◆ **Object position labeling entries**
[START]

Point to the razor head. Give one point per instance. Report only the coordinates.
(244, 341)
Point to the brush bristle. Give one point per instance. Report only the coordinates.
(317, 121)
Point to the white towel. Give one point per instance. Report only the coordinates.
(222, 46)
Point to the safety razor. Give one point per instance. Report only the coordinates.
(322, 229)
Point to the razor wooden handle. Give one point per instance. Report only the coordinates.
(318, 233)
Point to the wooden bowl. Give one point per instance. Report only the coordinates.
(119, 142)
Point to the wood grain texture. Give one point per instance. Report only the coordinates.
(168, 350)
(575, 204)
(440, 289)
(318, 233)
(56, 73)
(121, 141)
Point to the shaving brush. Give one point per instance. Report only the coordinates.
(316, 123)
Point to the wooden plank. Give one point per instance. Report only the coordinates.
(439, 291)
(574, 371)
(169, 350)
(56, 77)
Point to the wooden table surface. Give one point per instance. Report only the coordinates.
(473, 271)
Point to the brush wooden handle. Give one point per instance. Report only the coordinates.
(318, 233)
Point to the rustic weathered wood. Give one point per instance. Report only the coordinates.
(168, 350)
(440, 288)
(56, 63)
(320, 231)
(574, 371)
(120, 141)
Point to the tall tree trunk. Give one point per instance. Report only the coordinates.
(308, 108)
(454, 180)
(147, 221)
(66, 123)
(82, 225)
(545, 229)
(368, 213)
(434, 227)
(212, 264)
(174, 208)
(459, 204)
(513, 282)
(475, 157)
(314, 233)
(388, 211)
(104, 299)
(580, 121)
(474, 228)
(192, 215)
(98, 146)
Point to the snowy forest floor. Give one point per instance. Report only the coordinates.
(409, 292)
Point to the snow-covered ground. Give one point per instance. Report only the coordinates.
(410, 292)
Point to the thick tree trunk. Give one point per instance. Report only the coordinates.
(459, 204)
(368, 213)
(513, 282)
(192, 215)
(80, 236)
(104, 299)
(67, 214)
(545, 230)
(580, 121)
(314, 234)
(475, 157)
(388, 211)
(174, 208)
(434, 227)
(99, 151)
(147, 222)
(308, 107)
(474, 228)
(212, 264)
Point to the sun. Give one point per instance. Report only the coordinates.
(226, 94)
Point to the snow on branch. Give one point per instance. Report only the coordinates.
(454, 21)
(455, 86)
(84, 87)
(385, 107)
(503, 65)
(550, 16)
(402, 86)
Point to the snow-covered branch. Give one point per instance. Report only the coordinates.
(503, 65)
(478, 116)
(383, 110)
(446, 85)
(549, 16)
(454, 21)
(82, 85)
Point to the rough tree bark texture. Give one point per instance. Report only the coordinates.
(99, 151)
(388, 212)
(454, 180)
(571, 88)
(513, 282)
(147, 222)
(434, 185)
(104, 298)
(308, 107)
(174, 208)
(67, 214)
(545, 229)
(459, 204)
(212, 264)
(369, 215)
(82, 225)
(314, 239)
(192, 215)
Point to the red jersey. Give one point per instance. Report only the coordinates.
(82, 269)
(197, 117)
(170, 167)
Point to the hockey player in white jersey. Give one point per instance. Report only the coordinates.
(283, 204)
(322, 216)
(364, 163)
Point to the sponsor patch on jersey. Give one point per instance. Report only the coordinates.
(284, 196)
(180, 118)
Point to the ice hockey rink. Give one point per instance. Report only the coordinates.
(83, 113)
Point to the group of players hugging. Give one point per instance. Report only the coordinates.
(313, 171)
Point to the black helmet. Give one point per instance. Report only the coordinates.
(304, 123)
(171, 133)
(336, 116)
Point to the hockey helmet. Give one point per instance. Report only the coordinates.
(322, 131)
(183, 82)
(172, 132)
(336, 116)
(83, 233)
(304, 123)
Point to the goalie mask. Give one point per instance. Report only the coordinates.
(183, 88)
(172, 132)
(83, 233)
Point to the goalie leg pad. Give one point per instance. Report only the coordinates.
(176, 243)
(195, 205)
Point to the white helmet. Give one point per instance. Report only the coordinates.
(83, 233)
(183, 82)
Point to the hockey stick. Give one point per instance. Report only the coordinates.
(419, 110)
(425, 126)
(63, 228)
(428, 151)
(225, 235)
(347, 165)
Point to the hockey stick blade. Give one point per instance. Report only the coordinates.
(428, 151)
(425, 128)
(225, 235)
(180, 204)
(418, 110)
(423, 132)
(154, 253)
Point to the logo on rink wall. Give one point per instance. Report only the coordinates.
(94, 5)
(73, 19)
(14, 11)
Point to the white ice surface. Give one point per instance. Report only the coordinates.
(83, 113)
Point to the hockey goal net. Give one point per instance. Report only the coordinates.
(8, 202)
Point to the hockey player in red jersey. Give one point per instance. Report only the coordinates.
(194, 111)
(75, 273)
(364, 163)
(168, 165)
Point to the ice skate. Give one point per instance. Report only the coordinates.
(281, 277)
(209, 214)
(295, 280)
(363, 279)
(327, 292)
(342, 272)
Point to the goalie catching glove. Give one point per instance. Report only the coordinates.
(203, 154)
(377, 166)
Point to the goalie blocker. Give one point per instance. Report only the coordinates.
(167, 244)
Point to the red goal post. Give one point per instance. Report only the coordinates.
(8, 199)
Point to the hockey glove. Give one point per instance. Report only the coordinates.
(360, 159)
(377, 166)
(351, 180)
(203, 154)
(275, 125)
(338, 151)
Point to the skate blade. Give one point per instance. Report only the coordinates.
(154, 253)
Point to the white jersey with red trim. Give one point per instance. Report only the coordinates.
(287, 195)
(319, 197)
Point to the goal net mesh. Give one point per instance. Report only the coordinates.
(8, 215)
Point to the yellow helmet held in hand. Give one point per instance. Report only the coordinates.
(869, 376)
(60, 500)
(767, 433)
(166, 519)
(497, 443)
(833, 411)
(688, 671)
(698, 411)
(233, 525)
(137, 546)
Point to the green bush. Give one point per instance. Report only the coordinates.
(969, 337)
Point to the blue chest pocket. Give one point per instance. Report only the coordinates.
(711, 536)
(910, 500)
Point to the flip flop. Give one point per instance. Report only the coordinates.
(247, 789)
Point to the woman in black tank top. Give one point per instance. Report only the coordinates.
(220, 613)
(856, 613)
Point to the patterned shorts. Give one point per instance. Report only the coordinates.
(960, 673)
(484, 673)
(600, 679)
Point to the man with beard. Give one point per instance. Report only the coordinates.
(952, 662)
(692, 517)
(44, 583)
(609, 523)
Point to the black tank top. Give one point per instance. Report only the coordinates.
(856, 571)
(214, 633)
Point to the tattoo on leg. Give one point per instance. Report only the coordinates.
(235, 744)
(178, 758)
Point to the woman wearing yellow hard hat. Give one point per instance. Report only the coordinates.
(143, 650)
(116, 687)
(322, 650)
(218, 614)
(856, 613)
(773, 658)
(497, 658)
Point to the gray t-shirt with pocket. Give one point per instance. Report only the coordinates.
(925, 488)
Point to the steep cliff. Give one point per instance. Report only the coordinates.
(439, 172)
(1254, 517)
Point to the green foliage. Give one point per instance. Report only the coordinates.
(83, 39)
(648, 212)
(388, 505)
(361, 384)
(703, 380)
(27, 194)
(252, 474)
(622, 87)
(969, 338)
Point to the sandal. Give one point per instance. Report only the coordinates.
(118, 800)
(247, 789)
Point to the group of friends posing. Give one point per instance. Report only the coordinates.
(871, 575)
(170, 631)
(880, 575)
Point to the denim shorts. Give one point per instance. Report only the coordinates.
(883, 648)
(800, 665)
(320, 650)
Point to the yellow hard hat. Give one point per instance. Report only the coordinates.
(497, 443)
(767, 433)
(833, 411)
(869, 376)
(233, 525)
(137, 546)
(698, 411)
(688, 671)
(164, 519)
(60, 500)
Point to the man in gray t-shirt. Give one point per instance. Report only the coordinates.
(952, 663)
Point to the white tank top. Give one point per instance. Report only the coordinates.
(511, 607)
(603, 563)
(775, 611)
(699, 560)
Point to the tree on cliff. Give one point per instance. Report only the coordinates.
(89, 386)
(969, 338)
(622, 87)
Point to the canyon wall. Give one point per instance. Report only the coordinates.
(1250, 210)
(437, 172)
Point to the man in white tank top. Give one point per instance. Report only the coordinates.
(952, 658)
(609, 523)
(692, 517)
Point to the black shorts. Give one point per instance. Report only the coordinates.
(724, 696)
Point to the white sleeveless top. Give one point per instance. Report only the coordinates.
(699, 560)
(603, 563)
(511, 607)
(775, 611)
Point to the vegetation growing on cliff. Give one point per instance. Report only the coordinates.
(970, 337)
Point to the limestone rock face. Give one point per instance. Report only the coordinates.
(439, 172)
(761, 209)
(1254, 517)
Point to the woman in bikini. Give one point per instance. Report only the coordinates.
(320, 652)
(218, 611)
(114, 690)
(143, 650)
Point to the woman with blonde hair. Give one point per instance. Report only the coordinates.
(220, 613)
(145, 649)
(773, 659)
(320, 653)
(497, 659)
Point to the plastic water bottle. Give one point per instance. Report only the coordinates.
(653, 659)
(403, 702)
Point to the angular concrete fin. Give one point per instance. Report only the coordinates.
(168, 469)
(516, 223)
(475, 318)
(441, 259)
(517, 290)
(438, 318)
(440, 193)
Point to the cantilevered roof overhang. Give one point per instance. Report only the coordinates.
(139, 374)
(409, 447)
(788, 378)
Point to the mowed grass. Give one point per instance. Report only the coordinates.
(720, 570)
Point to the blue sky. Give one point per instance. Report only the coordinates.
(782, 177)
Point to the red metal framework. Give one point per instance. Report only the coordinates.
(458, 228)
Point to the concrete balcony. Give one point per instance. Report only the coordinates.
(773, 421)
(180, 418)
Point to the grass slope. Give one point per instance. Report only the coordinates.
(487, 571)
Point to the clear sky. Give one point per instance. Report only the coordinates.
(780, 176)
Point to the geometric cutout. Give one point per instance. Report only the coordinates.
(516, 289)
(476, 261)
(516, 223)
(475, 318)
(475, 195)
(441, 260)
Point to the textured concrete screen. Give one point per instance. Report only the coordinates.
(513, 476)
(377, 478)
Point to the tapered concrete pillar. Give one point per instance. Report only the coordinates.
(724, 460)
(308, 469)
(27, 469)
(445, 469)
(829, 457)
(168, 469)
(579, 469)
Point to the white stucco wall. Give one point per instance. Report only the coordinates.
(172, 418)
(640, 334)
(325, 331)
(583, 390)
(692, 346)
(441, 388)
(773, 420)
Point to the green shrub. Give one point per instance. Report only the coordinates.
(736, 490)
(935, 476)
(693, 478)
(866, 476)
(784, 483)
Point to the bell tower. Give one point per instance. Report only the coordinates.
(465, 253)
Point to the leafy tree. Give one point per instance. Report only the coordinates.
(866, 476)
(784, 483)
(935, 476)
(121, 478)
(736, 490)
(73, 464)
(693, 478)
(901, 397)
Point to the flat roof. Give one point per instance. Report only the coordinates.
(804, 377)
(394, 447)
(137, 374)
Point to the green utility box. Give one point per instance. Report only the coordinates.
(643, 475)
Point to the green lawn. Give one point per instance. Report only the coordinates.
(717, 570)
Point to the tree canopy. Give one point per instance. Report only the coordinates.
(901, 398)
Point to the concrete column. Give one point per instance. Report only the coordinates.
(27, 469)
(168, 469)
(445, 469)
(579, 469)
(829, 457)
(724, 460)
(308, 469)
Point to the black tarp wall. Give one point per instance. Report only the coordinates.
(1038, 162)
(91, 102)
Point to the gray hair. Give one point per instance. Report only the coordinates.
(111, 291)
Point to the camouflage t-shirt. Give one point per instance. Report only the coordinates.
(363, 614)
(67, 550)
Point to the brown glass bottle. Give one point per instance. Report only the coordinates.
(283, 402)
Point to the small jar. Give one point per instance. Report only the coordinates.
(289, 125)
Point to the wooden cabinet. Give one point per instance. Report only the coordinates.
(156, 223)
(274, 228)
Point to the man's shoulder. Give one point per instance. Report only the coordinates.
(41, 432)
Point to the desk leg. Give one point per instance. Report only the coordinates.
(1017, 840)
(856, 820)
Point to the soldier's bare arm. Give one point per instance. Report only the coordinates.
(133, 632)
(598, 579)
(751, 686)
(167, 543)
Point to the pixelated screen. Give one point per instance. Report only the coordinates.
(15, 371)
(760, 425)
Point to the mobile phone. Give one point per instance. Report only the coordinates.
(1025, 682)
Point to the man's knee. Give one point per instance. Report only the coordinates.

[END]

Repeat only the lines from the one holding "Point to the flat" through the last line of the data.

Point to the flat roof. Give one point per instance. Report only the coordinates.
(804, 377)
(394, 447)
(137, 374)
Point to the green utility box. Give one point per instance. Report only the coordinates.
(643, 475)
Point to the green lawn. Give one point per instance. Report only the coordinates.
(717, 570)
Point to the tree canopy. Give one point per instance. Report only the coordinates.
(901, 398)
Point to the concrete column. Give one point per instance. Report only the coordinates.
(27, 469)
(168, 469)
(445, 469)
(579, 469)
(829, 457)
(724, 460)
(308, 469)
Point to the black tarp wall. Give one point per instance. Report only the coordinates.
(1038, 162)
(91, 102)
Point to the gray hair. Give one point per instance. Report only the coordinates.
(111, 291)
Point to the camouflage t-shirt. Give one point per instance. Report only the coordinates.
(363, 614)
(67, 550)
Point to the brown glass bottle. Give one point per instance. Report only the coordinates.
(283, 402)
Point to the small jar. Give one point per instance. Report only the coordinates.
(289, 125)
Point to the wooden cabinet. Give one point per instance. Report only the coordinates.
(156, 223)
(274, 228)
Point to the man's shoulder. Give one point per instance. Report only the coordinates.
(41, 432)
Point to the desk leg. Give one point per instance. Report only the coordinates.
(1017, 840)
(856, 820)
Point to the soldier's bare arm. Give one point per instance. Report only the coordinates.
(133, 632)
(598, 579)
(751, 686)
(167, 543)
Point to the pixelated screen. Give one point per instance. Report only the coordinates.
(15, 371)
(760, 425)
Point to the mobile phone. Give one point per instance. Report only the coordinates.
(1025, 682)
Point to the man's knee. Give one point per instance. Report only the coordinates.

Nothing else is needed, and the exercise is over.